+++ DATASET EXCERPTS

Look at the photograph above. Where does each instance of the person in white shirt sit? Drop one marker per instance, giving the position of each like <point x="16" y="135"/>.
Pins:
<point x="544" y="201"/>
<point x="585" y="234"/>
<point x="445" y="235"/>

++++++

PROBLEM REQUIREMENTS:
Word for word, return the entire set of entries.

ANSWER TO THE PROBLEM:
Look at the photograph above. Where does each instance of the person in white shirt sit? Drop one marker per instance, giving the position of each like <point x="16" y="135"/>.
Pins:
<point x="544" y="201"/>
<point x="585" y="234"/>
<point x="445" y="235"/>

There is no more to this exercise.